- What this task involves
Reproduce verbatim the lines running from the start of the data through the line holding "positive clicks: (351, 266)", both ends included. Leave the pictures out of your answer.

Collected data entries:
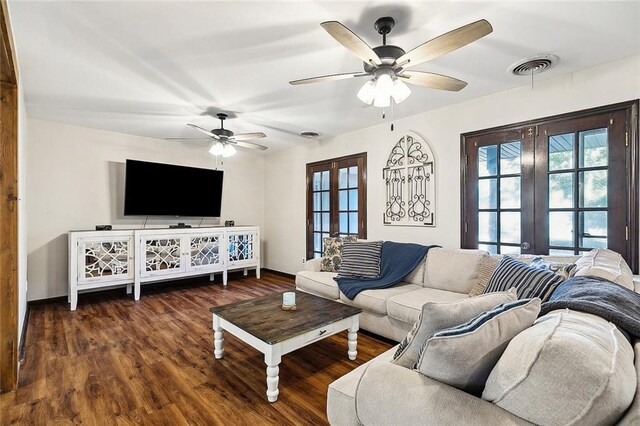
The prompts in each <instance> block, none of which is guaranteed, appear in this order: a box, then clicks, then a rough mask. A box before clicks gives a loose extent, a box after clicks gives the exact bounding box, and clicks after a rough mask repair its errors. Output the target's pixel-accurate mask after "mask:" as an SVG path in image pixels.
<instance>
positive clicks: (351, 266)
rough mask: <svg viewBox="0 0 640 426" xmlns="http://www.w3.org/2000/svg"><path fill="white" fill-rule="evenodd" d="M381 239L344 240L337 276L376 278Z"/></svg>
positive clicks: (379, 260)
mask: <svg viewBox="0 0 640 426" xmlns="http://www.w3.org/2000/svg"><path fill="white" fill-rule="evenodd" d="M381 251H382V241H368V242H356V243H350V242H345V243H344V246H343V247H342V265H340V270H339V271H338V276H339V277H354V278H378V277H379V276H380V253H381Z"/></svg>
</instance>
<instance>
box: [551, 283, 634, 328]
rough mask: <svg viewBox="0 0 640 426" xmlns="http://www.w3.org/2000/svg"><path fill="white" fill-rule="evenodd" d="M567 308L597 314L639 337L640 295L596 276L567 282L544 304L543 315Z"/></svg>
mask: <svg viewBox="0 0 640 426" xmlns="http://www.w3.org/2000/svg"><path fill="white" fill-rule="evenodd" d="M565 308H568V309H572V310H574V311H581V312H586V313H588V314H593V315H597V316H599V317H602V318H604V319H606V320H607V321H610V322H612V323H614V324H615V325H616V326H617V327H618V328H621V329H623V330H625V331H626V332H627V333H629V334H631V335H633V336H636V337H640V294H638V293H636V292H635V291H632V290H629V289H628V288H625V287H623V286H621V285H618V284H616V283H612V282H611V281H607V280H605V279H602V278H596V277H573V278H571V279H568V280H566V281H565V282H563V283H562V284H560V285H559V286H558V287H557V288H556V289H555V290H554V292H553V294H552V295H551V297H550V298H549V301H548V302H545V303H543V304H542V308H541V310H540V316H542V315H545V314H547V313H549V312H551V311H554V310H556V309H565Z"/></svg>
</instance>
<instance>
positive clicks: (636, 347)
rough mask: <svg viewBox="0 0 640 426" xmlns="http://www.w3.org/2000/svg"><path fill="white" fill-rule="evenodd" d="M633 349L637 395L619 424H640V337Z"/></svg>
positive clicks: (629, 425) (629, 424)
mask: <svg viewBox="0 0 640 426" xmlns="http://www.w3.org/2000/svg"><path fill="white" fill-rule="evenodd" d="M633 350H634V352H635V358H636V375H637V376H638V377H637V381H638V382H637V384H636V396H635V397H634V398H633V403H632V404H631V407H629V409H628V410H627V412H626V413H625V415H624V417H623V418H622V419H620V423H619V426H631V425H640V339H636V340H635V341H634V343H633Z"/></svg>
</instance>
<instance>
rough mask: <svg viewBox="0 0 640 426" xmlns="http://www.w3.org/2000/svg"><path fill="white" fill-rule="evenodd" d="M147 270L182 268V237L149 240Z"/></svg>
mask: <svg viewBox="0 0 640 426" xmlns="http://www.w3.org/2000/svg"><path fill="white" fill-rule="evenodd" d="M144 249H145V254H146V259H145V270H147V271H160V270H163V269H180V238H168V239H157V240H147V241H146V242H145V247H144Z"/></svg>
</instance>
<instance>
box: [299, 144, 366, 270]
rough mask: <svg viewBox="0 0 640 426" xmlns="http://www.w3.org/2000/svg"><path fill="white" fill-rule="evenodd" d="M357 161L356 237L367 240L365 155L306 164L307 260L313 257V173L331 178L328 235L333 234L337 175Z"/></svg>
mask: <svg viewBox="0 0 640 426" xmlns="http://www.w3.org/2000/svg"><path fill="white" fill-rule="evenodd" d="M354 161H357V164H358V165H359V167H360V169H361V170H360V173H359V174H358V193H359V196H358V211H359V212H361V214H360V215H359V217H358V236H359V238H367V153H366V152H360V153H357V154H352V155H346V156H343V157H337V158H331V159H326V160H321V161H315V162H313V163H308V164H307V167H306V174H307V176H306V184H307V185H306V186H307V194H306V197H307V198H306V203H307V222H306V236H307V238H306V240H307V246H306V253H307V259H311V258H312V257H313V225H314V224H313V221H311V220H310V218H311V215H312V214H313V200H312V197H311V193H312V192H313V173H314V172H317V171H320V170H329V173H330V175H331V176H332V177H331V187H330V191H331V192H330V194H331V195H330V200H329V203H330V205H331V206H332V208H331V212H332V214H331V216H330V222H331V224H330V231H329V232H330V233H332V234H333V233H335V230H336V229H338V228H339V226H338V208H337V206H338V178H337V173H338V169H339V168H343V167H346V166H347V165H348V164H351V163H353V162H354Z"/></svg>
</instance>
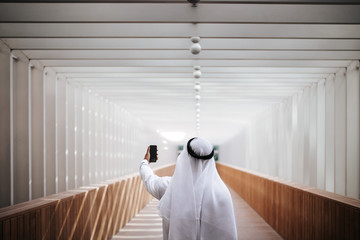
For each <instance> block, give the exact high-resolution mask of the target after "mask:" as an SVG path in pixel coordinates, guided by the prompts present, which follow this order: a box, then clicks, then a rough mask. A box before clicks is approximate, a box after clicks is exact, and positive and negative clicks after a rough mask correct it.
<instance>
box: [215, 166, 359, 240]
mask: <svg viewBox="0 0 360 240" xmlns="http://www.w3.org/2000/svg"><path fill="white" fill-rule="evenodd" d="M216 166H217V169H218V172H219V175H220V176H221V178H222V179H223V180H224V182H225V183H226V184H227V185H228V186H229V187H231V188H232V189H234V190H235V191H236V192H237V193H238V194H239V195H240V196H241V197H242V198H243V199H244V200H245V201H246V202H247V203H248V204H249V205H250V206H251V207H252V208H253V209H254V210H255V211H256V212H257V213H258V214H259V215H260V216H261V217H262V218H263V219H264V220H265V221H266V222H268V223H269V224H270V226H272V227H273V228H274V229H275V230H276V231H277V232H278V233H279V234H280V235H281V236H282V237H284V238H285V239H360V200H358V199H353V198H349V197H344V196H341V195H338V194H335V193H330V192H326V191H323V190H319V189H315V188H312V187H308V186H304V185H301V184H296V183H292V182H289V181H285V180H282V179H279V178H275V177H269V176H266V175H262V174H257V173H254V172H251V171H247V170H244V169H240V168H237V167H234V166H230V165H226V164H222V163H217V164H216Z"/></svg>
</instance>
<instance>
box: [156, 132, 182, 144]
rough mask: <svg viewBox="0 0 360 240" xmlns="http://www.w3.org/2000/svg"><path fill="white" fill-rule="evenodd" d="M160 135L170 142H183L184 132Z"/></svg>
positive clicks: (178, 132)
mask: <svg viewBox="0 0 360 240" xmlns="http://www.w3.org/2000/svg"><path fill="white" fill-rule="evenodd" d="M160 135H161V136H162V137H164V138H166V139H167V140H169V141H171V142H179V141H182V140H184V138H185V133H184V132H161V133H160Z"/></svg>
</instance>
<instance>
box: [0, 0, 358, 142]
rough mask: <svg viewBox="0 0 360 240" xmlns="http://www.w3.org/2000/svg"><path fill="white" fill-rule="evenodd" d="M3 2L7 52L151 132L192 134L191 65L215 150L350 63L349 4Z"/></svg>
mask: <svg viewBox="0 0 360 240" xmlns="http://www.w3.org/2000/svg"><path fill="white" fill-rule="evenodd" d="M12 2H13V3H0V38H1V40H2V41H3V42H4V43H5V44H6V45H8V46H9V47H10V48H11V49H16V50H22V51H23V53H24V54H25V55H26V56H27V57H28V58H29V59H33V60H38V61H40V62H42V63H43V64H44V65H45V66H48V67H52V68H53V69H54V70H55V71H57V72H58V73H59V74H62V75H65V76H66V77H68V78H69V79H71V81H73V82H76V83H77V84H81V85H82V86H84V87H87V88H90V89H92V90H93V91H95V92H98V93H99V94H101V95H103V96H104V97H106V98H108V99H110V100H111V101H113V102H116V103H118V104H120V105H121V106H124V107H125V108H127V109H128V110H129V111H131V112H132V113H134V114H135V115H137V116H139V117H140V118H141V119H143V120H144V122H146V123H147V124H149V126H150V127H151V128H153V129H154V130H156V129H159V130H161V131H183V132H185V133H186V134H187V135H186V137H188V138H190V137H192V136H194V135H195V133H196V131H195V126H196V125H195V123H196V121H195V120H196V116H195V115H196V111H195V90H194V83H195V80H194V78H193V75H192V72H193V66H195V65H199V66H201V72H202V77H201V78H200V82H201V93H200V95H201V100H200V103H201V107H200V108H201V115H200V119H201V121H200V129H201V130H200V135H201V136H203V137H205V138H208V139H209V140H210V141H212V142H214V143H216V144H221V143H222V142H223V141H225V140H227V139H229V138H230V137H231V136H232V135H234V134H235V133H236V132H237V131H238V130H239V129H240V128H241V127H243V126H246V123H248V122H250V121H251V120H252V119H253V118H255V117H256V116H257V115H259V114H260V113H261V112H263V111H265V110H266V109H269V107H272V106H274V105H275V104H278V103H280V102H282V101H283V100H284V99H286V98H287V97H291V96H293V95H294V94H296V93H298V92H300V91H302V90H303V89H304V88H306V87H308V86H310V85H311V84H314V83H316V82H317V81H319V80H320V79H324V78H326V77H327V76H328V75H329V74H332V73H335V72H336V71H337V70H338V69H339V68H341V67H346V66H348V65H349V63H350V61H351V60H359V59H360V14H359V12H360V5H359V1H357V0H350V1H340V0H323V1H321V0H317V1H316V0H314V1H311V0H293V1H285V0H277V1H272V0H261V1H257V0H253V1H251V0H247V1H235V0H234V1H215V0H213V1H201V2H200V3H199V4H198V6H197V7H191V4H188V3H187V2H186V1H185V0H183V1H119V0H117V1H116V0H114V1H109V2H108V3H106V2H105V3H104V2H101V1H69V0H67V1H56V3H53V1H36V2H52V3H21V1H19V2H20V3H14V2H15V1H12ZM62 2H63V3H62ZM64 2H66V3H64ZM70 2H72V3H70ZM100 2H101V3H100ZM192 36H200V37H201V41H200V44H201V46H202V51H201V53H200V54H199V55H192V54H191V53H190V51H189V48H190V46H191V44H192V42H191V41H190V37H192Z"/></svg>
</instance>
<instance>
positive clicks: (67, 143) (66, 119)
mask: <svg viewBox="0 0 360 240" xmlns="http://www.w3.org/2000/svg"><path fill="white" fill-rule="evenodd" d="M68 85H69V84H68V79H66V80H65V172H66V176H65V190H66V191H67V190H69V89H68Z"/></svg>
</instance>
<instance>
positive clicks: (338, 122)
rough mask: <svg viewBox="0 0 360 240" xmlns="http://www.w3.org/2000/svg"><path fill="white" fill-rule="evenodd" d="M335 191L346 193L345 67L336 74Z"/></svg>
mask: <svg viewBox="0 0 360 240" xmlns="http://www.w3.org/2000/svg"><path fill="white" fill-rule="evenodd" d="M334 107H335V178H334V180H335V181H334V182H335V193H337V194H341V195H345V194H346V193H345V191H346V188H345V181H346V180H345V179H346V81H345V69H341V70H340V71H338V72H337V73H336V75H335V106H334Z"/></svg>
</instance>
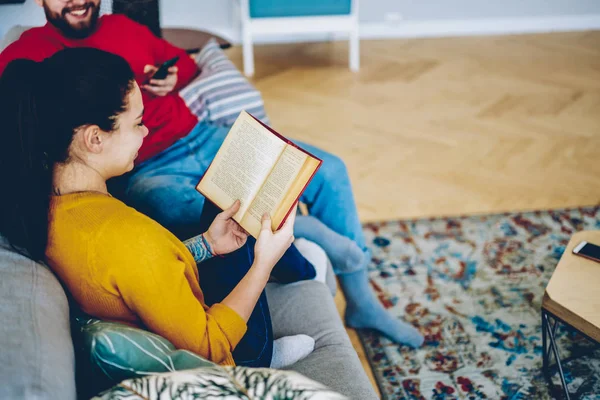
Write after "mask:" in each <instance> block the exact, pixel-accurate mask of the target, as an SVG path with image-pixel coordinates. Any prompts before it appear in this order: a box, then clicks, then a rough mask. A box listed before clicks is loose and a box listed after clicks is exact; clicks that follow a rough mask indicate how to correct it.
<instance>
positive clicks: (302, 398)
mask: <svg viewBox="0 0 600 400" xmlns="http://www.w3.org/2000/svg"><path fill="white" fill-rule="evenodd" d="M125 399H127V400H134V399H148V400H170V399H244V400H251V399H252V400H254V399H279V400H283V399H302V400H325V399H327V400H344V399H347V397H345V396H342V395H341V394H339V393H337V392H334V391H332V390H330V389H328V388H326V387H325V386H323V385H322V384H320V383H317V382H315V381H312V380H310V379H308V378H306V377H304V376H303V375H300V374H298V373H297V372H292V371H280V370H274V369H267V368H247V367H219V366H215V367H204V368H198V369H194V370H187V371H178V372H171V373H164V374H157V375H152V376H147V377H144V378H136V379H130V380H126V381H123V382H121V383H120V384H119V385H117V386H115V387H113V388H112V389H110V390H108V391H106V392H103V393H101V394H100V395H98V396H97V397H94V398H93V399H92V400H125Z"/></svg>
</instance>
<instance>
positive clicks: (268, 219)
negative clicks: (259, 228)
mask: <svg viewBox="0 0 600 400" xmlns="http://www.w3.org/2000/svg"><path fill="white" fill-rule="evenodd" d="M295 220H296V206H295V205H294V207H293V211H292V213H291V214H290V215H289V216H288V219H287V221H285V224H283V226H282V227H281V229H280V230H278V231H277V232H275V233H273V232H272V231H271V218H270V217H269V214H265V215H263V218H262V227H261V230H260V234H259V236H258V240H257V241H256V244H255V245H254V255H255V256H254V265H256V266H257V267H259V268H265V269H267V270H268V271H269V273H270V271H271V270H272V269H273V267H274V266H275V264H277V261H279V259H280V258H281V256H283V253H285V251H286V250H287V249H289V247H290V246H291V244H292V243H293V242H294V221H295Z"/></svg>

- Written solution
The prompts in each <instance> block, none of which is guaranteed, appear in this order: a box, then clicks, then a rough mask. A box before clicks gives a loose extent, a box after clicks gives the exact bounding box, and clicks after a rough mask repair its errors. Output the target's pixel-accurate mask after "mask:" as an SVG path in image pixels.
<instance>
positive clicks: (351, 266)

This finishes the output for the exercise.